1. **Nested Structure**: The schema follows a hierarchical structure where each level represents a configuration category
2. **Path Format**: Always use a list of strings `["level1", "level2", "level3"]` when calling `get_bounds_of_field`
3. **Validation**: This helps ensure you're using valid parameter values before submitting your training job
4. **Documentation**: Use these explorations to understand what options are available for your specific model architecture


No changes to the default spec are needed unless you are using a custom dataset format or want to modify the model architecture and training parameters.
For more details about the configurable parameters, refer to the documentation on [RT-DETR](https://docs.nvidia.com/tao/tao-toolkit/text/cv_finetuning/pytorch/object_detection/rt_detr.html#creating-an-experiment-spec-file) in TAO 

In [None]:
# Customize train model specs
specs["train"]["num_epochs"] = 80
specs["train"]["checkpoint_interval"] = 20
specs["train"]["validation_interval"] = 5
specs["train"]["optim"]["lr_backbone"] = 0.0005
specs["train"]["optim"]["lr"] = 0.001
specs["train"]["optim"]["lr_steps"] = [1000]
specs["train"]["optim"]["momentum"] = 0.9
specs["train"]["precision"] = "bf16"
specs["train"]["activation_checkpoint"] = True 
specs["train"]["ema"] = False 
specs["train"]["num_gpus"] = 1

specs["dataset"]["batch_size"] = 8 #If OOM error, decrease batch size
specs["dataset"]["workers"] = 4
specs["dataset"]["remap_mscoco_category"] = False 
specs["dataset"]["num_classes"] = num_classes + 1 #RT-DETR requires + 1 to number  of classes 
specs["dataset"]["augmentation"]["eval_spatial_size"] = [416, 416] #set to match image size in dataset 
specs["dataset"]["augmentation"]["train_spatial_size"] = [416, 416] #set to match image size in dataset 
specs["dataset"]["augmentation"]["distortion_prob"] = 0.3
specs["dataset"]["augmentation"]["iou_crop_prob"] = 0.3

specs["model"]["backbone"] = "convnext_large"

Supplied entries:
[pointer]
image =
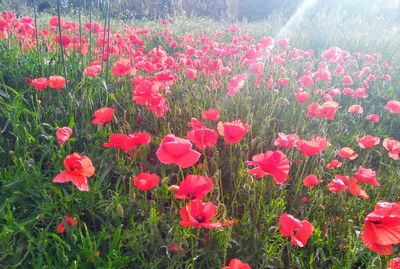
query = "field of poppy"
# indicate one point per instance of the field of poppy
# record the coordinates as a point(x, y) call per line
point(154, 146)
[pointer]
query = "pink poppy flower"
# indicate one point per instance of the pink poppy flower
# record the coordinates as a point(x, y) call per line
point(298, 231)
point(146, 181)
point(355, 109)
point(368, 141)
point(77, 169)
point(393, 106)
point(103, 115)
point(63, 134)
point(210, 114)
point(274, 163)
point(311, 181)
point(347, 153)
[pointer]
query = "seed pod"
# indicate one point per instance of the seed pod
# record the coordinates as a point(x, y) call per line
point(120, 211)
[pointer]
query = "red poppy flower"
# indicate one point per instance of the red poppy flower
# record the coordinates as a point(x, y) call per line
point(313, 110)
point(286, 141)
point(77, 169)
point(236, 83)
point(356, 189)
point(298, 231)
point(333, 164)
point(347, 153)
point(210, 114)
point(61, 228)
point(177, 151)
point(338, 184)
point(65, 39)
point(57, 82)
point(176, 247)
point(393, 106)
point(121, 67)
point(347, 81)
point(311, 181)
point(283, 82)
point(194, 187)
point(367, 176)
point(237, 264)
point(368, 141)
point(284, 42)
point(274, 163)
point(63, 134)
point(355, 109)
point(312, 147)
point(232, 131)
point(71, 221)
point(40, 83)
point(301, 96)
point(92, 71)
point(382, 228)
point(394, 263)
point(203, 137)
point(328, 110)
point(393, 146)
point(53, 22)
point(198, 214)
point(103, 115)
point(196, 124)
point(146, 181)
point(373, 117)
point(127, 142)
point(306, 81)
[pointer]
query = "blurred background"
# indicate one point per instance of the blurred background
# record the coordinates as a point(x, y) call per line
point(247, 10)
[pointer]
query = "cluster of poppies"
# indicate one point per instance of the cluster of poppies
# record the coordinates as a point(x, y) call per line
point(232, 67)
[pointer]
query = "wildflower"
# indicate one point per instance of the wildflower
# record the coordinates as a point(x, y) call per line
point(237, 264)
point(347, 153)
point(298, 231)
point(368, 141)
point(77, 169)
point(57, 82)
point(311, 180)
point(203, 137)
point(382, 228)
point(312, 147)
point(274, 163)
point(393, 106)
point(146, 181)
point(40, 83)
point(103, 115)
point(63, 134)
point(210, 114)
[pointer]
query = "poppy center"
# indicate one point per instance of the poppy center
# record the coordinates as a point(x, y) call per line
point(200, 219)
point(376, 222)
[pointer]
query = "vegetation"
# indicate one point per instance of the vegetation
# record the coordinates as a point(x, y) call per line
point(117, 225)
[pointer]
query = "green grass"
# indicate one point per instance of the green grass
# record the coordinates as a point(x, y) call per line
point(121, 227)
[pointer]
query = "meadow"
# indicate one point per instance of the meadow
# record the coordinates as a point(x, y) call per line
point(189, 143)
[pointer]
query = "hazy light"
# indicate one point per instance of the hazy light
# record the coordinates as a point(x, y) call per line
point(301, 10)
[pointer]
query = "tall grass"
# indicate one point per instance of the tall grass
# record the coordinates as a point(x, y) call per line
point(121, 227)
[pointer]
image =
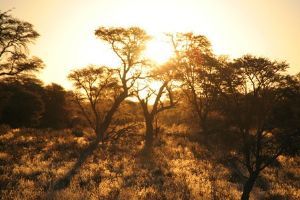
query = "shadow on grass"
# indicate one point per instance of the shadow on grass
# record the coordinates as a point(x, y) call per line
point(64, 181)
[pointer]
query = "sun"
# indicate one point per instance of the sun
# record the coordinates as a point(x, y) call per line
point(158, 50)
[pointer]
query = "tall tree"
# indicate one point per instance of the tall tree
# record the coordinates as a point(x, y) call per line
point(250, 89)
point(110, 86)
point(161, 98)
point(15, 35)
point(196, 68)
point(56, 114)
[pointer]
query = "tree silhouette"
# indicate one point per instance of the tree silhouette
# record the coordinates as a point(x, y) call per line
point(15, 35)
point(55, 114)
point(127, 44)
point(196, 68)
point(250, 90)
point(22, 105)
point(160, 96)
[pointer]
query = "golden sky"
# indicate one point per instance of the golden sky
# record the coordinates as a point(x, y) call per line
point(268, 28)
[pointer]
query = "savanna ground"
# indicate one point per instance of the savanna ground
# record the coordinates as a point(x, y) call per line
point(181, 166)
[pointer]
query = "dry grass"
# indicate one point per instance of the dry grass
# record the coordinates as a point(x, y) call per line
point(178, 168)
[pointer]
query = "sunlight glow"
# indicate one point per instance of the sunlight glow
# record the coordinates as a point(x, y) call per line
point(158, 50)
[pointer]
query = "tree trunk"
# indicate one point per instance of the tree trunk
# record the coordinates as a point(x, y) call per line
point(249, 185)
point(149, 133)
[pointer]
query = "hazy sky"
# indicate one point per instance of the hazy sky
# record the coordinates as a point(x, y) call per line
point(235, 27)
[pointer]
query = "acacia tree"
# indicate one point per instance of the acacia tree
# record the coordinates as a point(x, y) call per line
point(97, 85)
point(107, 86)
point(161, 98)
point(250, 91)
point(15, 35)
point(196, 68)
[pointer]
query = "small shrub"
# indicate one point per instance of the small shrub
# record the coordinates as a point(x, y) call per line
point(77, 132)
point(4, 128)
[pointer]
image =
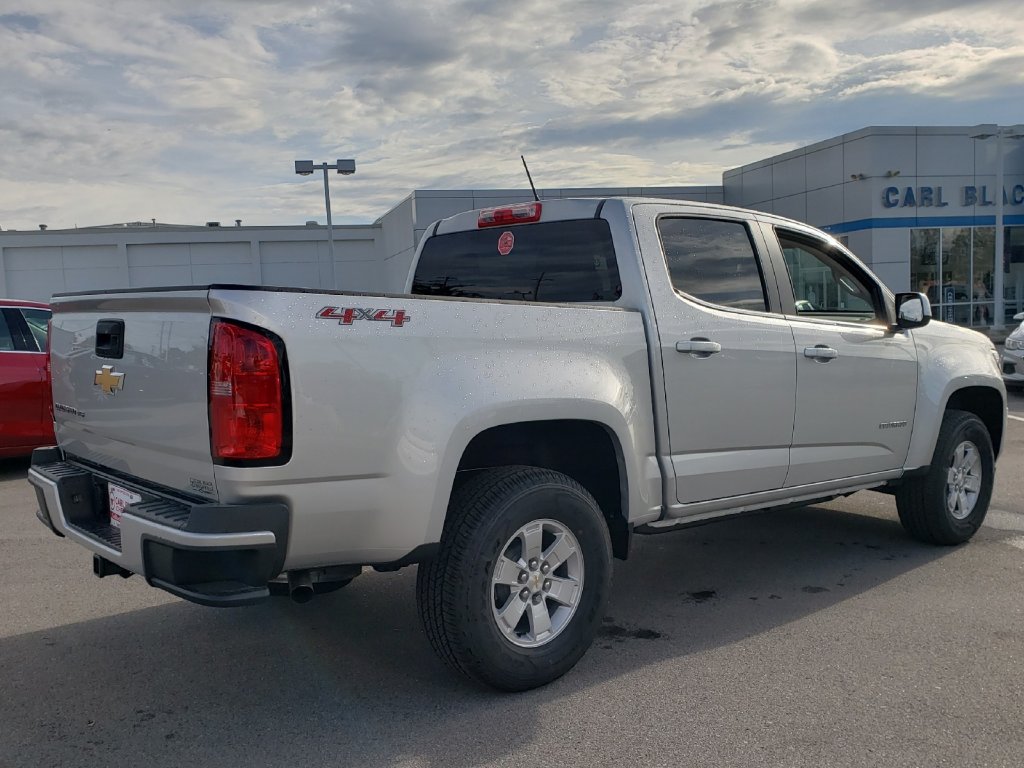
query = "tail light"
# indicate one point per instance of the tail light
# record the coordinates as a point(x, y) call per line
point(248, 409)
point(522, 213)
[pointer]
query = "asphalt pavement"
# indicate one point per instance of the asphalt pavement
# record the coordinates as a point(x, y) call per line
point(815, 637)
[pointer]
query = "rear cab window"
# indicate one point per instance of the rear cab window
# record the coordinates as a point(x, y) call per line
point(24, 329)
point(567, 261)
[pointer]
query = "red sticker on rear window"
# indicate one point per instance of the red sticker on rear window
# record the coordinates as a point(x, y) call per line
point(505, 243)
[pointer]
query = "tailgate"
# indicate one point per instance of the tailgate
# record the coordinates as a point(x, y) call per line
point(140, 411)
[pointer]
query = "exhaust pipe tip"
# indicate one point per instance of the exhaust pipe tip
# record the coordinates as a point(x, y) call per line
point(300, 586)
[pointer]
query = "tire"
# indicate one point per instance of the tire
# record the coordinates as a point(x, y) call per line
point(927, 505)
point(497, 523)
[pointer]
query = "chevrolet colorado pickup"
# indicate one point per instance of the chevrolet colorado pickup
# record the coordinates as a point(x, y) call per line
point(557, 377)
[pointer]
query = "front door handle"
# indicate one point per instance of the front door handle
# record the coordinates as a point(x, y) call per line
point(820, 352)
point(698, 346)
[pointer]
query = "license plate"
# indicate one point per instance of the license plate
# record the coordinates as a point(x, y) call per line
point(120, 498)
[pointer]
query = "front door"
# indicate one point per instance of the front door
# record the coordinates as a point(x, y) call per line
point(728, 361)
point(856, 379)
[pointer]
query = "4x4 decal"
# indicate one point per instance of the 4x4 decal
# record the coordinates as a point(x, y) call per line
point(348, 315)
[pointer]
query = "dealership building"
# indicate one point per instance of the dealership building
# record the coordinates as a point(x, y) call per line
point(920, 205)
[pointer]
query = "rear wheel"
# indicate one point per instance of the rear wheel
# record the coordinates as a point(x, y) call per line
point(948, 503)
point(518, 588)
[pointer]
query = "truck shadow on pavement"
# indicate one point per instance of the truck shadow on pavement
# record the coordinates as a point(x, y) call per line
point(350, 679)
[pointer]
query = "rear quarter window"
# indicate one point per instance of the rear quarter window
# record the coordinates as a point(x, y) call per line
point(554, 261)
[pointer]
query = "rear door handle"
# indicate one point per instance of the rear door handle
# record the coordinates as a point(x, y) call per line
point(820, 352)
point(699, 346)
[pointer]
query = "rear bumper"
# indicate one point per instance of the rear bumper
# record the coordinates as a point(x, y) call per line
point(212, 554)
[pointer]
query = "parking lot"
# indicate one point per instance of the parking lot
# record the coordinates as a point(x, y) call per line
point(821, 636)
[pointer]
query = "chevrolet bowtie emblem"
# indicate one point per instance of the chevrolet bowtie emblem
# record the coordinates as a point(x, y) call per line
point(108, 380)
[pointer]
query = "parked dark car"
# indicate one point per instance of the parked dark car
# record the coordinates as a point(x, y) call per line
point(26, 404)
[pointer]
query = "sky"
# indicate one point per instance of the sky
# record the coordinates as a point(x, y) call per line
point(188, 112)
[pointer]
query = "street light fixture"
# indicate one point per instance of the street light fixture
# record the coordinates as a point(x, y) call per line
point(345, 168)
point(982, 132)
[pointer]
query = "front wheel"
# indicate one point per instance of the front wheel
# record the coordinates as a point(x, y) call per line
point(518, 589)
point(948, 503)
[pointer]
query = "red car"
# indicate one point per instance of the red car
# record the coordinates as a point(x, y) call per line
point(26, 403)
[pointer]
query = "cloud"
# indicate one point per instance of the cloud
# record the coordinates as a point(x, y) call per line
point(196, 111)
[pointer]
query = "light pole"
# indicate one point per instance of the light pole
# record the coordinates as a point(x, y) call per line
point(982, 132)
point(345, 168)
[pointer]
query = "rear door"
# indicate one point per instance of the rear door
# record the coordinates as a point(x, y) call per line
point(856, 379)
point(24, 415)
point(728, 357)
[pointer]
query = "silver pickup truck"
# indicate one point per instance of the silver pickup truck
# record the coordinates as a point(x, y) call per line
point(557, 377)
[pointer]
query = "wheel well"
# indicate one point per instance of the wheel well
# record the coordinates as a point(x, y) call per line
point(585, 451)
point(984, 402)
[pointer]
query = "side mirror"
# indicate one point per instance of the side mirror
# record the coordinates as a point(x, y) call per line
point(912, 310)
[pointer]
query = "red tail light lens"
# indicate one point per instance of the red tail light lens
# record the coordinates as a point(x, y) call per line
point(247, 409)
point(522, 213)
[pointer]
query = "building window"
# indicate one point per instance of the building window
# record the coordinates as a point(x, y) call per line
point(955, 267)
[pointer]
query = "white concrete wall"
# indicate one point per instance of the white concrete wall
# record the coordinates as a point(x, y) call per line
point(848, 185)
point(37, 264)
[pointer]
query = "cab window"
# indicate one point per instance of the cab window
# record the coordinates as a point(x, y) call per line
point(825, 284)
point(6, 339)
point(713, 260)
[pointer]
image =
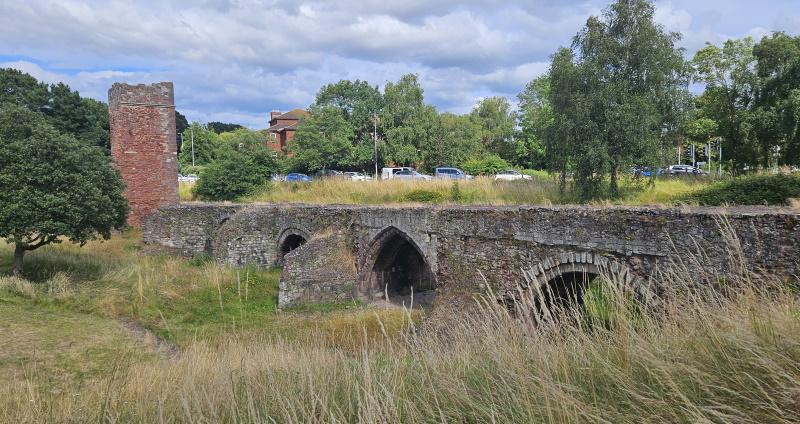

Prompt A: According to the RT-DETR training notes, what format should the path take when calling `get_bounds_of_field`?
Prompt B: Alter a passage of the RT-DETR training notes, beginning at the words "No changes to" and stopping after "and training parameters.", so that "default spec" is replaced with "standard spec".
Prompt C: Translate this sentence from the RT-DETR training notes into Spanish: "No changes to the default spec are needed unless you are using a custom dataset format or want to modify the model architecture and training parameters."
The entries have no connection to the RT-DETR training notes.

Task result A: A list of strings, such as `["level1", "level2", "level3"]`.

Task result B:
No changes to the standard spec are needed unless you are using a custom dataset format or want to modify the model architecture and training parameters.

Task result C: No es necesario hacer cambios en la especificación predeterminada a menos que esté usando un formato de conjunto de datos personalizado o quiera modificar la arquitectura del modelo y los parámetros de entrenamiento.